◆ What you are asked to do ◆
Locate every line in the rows below that contains the word "pant", and copy each of those lines.

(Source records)
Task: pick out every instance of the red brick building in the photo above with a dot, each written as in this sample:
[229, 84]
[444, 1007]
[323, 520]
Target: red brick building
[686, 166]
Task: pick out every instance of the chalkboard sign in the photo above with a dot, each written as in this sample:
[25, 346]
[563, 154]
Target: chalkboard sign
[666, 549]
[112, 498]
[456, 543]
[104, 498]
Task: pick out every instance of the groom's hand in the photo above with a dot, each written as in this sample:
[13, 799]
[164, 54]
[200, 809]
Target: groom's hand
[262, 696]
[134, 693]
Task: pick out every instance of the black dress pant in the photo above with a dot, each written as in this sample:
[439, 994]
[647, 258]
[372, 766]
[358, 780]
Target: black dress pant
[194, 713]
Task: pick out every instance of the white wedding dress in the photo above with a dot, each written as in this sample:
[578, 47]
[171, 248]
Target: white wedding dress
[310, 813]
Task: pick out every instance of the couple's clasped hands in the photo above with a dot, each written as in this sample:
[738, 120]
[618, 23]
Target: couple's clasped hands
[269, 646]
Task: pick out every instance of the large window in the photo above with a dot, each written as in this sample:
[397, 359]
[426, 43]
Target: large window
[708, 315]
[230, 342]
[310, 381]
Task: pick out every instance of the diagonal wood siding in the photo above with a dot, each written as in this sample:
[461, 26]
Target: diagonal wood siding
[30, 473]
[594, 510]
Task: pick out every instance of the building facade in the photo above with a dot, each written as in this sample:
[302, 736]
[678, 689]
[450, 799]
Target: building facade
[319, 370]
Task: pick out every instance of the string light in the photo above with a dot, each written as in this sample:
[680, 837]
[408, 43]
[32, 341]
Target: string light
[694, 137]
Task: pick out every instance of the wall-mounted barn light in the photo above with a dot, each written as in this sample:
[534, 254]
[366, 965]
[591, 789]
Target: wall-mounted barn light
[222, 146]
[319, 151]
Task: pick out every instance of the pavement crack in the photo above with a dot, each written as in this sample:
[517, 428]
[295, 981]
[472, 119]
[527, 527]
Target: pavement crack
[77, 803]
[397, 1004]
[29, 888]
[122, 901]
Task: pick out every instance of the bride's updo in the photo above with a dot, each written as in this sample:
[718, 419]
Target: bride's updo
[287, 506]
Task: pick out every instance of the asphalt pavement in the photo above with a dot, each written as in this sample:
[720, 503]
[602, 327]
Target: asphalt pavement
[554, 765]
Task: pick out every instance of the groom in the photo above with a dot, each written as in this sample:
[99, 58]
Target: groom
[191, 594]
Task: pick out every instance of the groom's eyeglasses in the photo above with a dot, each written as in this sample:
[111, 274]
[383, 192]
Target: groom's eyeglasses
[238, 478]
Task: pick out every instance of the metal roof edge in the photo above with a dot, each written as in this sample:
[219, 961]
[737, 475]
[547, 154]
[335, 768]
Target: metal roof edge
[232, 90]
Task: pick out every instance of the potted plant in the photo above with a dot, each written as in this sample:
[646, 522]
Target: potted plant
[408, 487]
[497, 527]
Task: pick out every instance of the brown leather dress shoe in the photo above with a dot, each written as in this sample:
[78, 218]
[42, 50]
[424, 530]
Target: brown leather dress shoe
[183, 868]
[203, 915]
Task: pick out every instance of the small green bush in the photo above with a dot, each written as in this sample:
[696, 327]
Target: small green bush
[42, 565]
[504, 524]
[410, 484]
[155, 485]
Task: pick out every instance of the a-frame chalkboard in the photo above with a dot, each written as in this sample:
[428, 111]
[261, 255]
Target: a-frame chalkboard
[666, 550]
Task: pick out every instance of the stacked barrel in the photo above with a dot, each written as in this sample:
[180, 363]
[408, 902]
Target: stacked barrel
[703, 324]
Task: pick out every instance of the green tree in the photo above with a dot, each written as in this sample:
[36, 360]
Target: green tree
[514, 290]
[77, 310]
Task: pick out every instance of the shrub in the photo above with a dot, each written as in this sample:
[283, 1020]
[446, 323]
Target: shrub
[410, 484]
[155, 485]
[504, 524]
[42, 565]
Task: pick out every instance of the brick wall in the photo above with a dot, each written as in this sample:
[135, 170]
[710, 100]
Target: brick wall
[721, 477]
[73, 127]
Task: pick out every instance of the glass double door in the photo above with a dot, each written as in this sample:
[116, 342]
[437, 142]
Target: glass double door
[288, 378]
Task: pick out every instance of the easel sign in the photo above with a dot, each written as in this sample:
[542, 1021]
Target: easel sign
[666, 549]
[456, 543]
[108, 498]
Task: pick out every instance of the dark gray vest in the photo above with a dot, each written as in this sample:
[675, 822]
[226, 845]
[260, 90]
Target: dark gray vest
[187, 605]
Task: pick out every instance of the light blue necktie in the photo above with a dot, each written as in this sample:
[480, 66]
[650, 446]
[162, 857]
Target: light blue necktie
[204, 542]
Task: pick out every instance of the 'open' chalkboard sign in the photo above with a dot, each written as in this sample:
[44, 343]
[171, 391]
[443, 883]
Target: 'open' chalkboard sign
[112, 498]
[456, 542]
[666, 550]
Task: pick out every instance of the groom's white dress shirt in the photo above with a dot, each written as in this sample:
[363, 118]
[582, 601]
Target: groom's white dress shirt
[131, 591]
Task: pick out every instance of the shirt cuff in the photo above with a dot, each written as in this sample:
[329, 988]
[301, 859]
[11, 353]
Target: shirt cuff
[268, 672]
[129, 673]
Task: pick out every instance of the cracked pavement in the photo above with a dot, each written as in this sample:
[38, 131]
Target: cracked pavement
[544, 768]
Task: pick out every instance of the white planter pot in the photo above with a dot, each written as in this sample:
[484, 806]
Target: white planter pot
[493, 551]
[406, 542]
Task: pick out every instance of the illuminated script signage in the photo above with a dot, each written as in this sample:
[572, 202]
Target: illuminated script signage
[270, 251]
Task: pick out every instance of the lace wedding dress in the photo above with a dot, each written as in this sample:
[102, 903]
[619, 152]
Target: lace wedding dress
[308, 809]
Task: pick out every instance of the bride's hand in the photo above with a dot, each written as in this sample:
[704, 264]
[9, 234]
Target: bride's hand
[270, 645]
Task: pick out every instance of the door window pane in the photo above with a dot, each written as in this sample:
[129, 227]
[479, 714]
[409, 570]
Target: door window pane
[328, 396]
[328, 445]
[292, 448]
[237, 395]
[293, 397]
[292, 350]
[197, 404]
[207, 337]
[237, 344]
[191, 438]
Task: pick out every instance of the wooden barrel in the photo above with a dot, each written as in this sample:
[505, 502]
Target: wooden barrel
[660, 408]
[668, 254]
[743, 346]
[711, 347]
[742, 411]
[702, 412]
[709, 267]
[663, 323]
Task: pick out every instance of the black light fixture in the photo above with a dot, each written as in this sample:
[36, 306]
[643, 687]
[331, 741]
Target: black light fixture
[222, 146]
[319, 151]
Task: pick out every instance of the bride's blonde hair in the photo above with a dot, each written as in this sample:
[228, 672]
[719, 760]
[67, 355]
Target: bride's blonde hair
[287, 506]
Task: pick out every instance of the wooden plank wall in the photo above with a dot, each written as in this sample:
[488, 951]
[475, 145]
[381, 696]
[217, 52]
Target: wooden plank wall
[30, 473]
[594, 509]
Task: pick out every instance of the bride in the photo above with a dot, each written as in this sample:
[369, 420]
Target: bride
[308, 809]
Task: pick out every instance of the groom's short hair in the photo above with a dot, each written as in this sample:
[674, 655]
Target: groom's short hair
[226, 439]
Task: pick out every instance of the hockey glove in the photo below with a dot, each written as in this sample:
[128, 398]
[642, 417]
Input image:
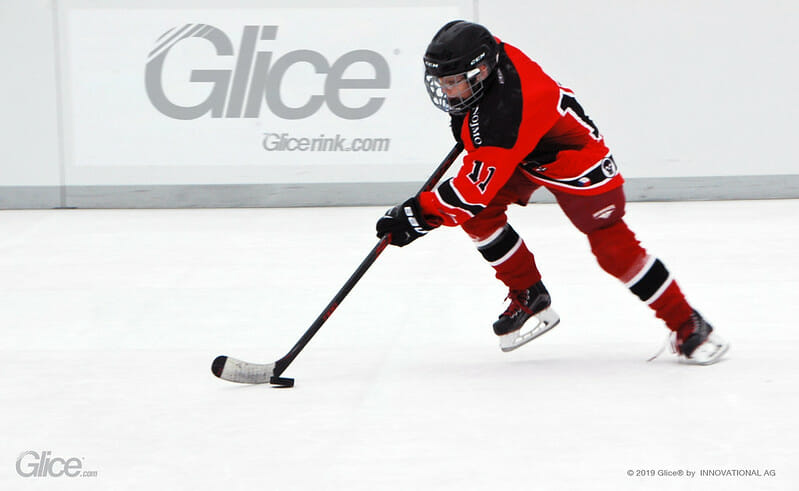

◆ Output of the task ◆
Task: pick out every instance of the black dress pant in the photo above with a dot, each written as in this sample:
Target: black dress pant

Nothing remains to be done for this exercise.